#### [PASSAGE]
○ ○ ○ ○ ○ ○ ○

- Born: February 9, 1918 Oakland, California, United States
- Died: November 30, 2011 (aged 93)

= Lloyd Noel Ferguson =

American chemist

Lloyd Noel Ferguson (February 9, 1918 – November 30, 2011) was an American chemist.

== Early life ==
As a child in Oakland, California, Ferguson had a backyard laboratory in which he developed a moth repellent, a silverware cleanser, and a lemonade powder. He graduated from Oakland Technical High School in 1934, at the age of 16. After working in construction and as a railway porter in order to earn enough money to pay for college, he did his undergraduate studies at the University of California, Berkeley and received a Ph.D. from the same university in 1943, the first African American to earn a chemistry Ph.D. there. During his time at Berkeley, Ferguson worked with Melvin Calvin on the synthesis of Schiff base ligands used to form transition metal complexes that mimic the oxygen-carrying ability of biological proteins.

○ ○ ○ ○ ○ ○ ○

#### [RECORDED INFORMATION]
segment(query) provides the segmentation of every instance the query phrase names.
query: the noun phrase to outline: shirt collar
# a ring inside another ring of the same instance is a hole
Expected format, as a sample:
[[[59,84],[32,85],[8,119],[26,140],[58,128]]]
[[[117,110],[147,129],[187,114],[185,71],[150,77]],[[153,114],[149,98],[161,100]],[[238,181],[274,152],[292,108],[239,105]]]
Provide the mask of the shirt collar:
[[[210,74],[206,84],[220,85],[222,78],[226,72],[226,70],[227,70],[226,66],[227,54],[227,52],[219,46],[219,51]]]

○ ○ ○ ○ ○ ○ ○

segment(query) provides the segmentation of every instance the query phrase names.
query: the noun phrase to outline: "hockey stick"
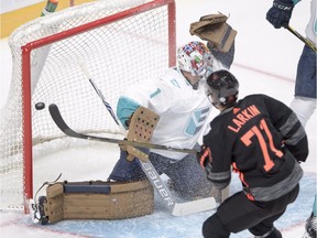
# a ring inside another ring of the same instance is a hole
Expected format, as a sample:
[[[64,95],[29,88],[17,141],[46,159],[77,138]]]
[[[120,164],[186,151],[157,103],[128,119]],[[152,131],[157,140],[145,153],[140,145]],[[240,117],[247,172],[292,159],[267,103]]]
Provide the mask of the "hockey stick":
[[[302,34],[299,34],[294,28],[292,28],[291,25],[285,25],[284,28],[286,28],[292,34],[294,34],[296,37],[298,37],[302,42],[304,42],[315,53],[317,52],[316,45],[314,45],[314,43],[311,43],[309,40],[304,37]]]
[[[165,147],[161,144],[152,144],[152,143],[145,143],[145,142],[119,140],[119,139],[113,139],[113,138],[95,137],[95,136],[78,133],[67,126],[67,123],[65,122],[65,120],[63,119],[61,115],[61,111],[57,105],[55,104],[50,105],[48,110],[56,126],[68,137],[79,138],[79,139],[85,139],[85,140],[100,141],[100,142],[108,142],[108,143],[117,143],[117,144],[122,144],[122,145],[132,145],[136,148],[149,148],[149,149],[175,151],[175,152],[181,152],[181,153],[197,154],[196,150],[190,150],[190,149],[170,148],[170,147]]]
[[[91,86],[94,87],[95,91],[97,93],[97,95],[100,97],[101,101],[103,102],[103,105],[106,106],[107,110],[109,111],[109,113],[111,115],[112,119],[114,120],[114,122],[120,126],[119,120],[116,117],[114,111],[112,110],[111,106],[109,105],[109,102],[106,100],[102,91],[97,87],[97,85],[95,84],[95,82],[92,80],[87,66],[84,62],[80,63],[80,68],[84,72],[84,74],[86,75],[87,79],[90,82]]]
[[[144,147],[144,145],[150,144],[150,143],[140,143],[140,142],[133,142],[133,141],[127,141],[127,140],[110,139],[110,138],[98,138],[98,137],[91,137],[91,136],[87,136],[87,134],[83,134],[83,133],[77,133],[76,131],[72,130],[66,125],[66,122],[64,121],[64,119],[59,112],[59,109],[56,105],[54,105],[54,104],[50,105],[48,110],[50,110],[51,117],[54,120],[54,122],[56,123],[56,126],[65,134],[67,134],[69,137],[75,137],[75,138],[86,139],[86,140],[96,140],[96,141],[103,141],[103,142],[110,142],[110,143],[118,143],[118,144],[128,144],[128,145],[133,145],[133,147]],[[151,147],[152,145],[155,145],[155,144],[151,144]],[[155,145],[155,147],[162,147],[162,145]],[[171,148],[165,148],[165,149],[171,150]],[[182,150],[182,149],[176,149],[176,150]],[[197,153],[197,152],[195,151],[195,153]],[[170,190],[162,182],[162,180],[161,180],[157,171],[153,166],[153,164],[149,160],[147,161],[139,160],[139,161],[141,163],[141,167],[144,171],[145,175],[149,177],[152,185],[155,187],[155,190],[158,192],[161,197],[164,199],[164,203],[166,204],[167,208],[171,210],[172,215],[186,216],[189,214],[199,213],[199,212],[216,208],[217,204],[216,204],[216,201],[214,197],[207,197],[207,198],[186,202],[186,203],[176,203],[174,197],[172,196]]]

○ ○ ○ ○ ○ ○ ○

#### [EXERCISE]
Resume the biographical article on the chemist Lloyd Noel Ferguson, continuing it from its final sentence.

#### [REPLY]
== Career ==
After receiving his Ph.D., he took a faculty position at North Carolina Agricultural and Technical College, then approximately two years later moved to Howard University, where he became the chair of his department and founded a doctoral program there, the first in chemistry at any black college. Ferguson was also elected to the American Chemical Society in 1952. While affiliated with Howard University, he received a Guggenheim Fellowship in 1953 and an NSF grant in 1960 that allowed him to travel to the Carlsberg Laboratory in Copenhagen, Denmark, and to ETH Zurich in Switzerland. He moved to the California State University, Los Angeles in 1965. He again became chair, and played an advisory role to the Food and Drug Administration. He retired in 1986.

Ferguson is the author of seven chemistry textbooks and more than 50 research papers. His research ranged widely through his career but largely centered around organic chemistry and chemoreceptors. Beginning with Ferguson's 1958 paper in the Journal of Chemical Education, he developed a large body of knowledge around taste as it relates to the structure of organic compounds. This research eventually led to several papers on the structure–taste relationship of sweetness which put forth that compounds must have both a hydrogen bond donor and a large hydrophobic core for sweetness to be detected biochemically. In the arena of chemosensing, Ferguson also published on carcinogens and chemotherapy, helping to summarize many of the mechanisms for chemical carcinogenesis and methods for determining structure-function relationships in anticancer agents.

In 1972, Ferguson was one of the founders of the National Organization for the Professional Advancement of Black Chemists and Chemical Engineers. In his honor, the organization gives its Lloyd N. Ferguson Young Scientist Award to young scientists with "technical excellence and documented contributions to their field".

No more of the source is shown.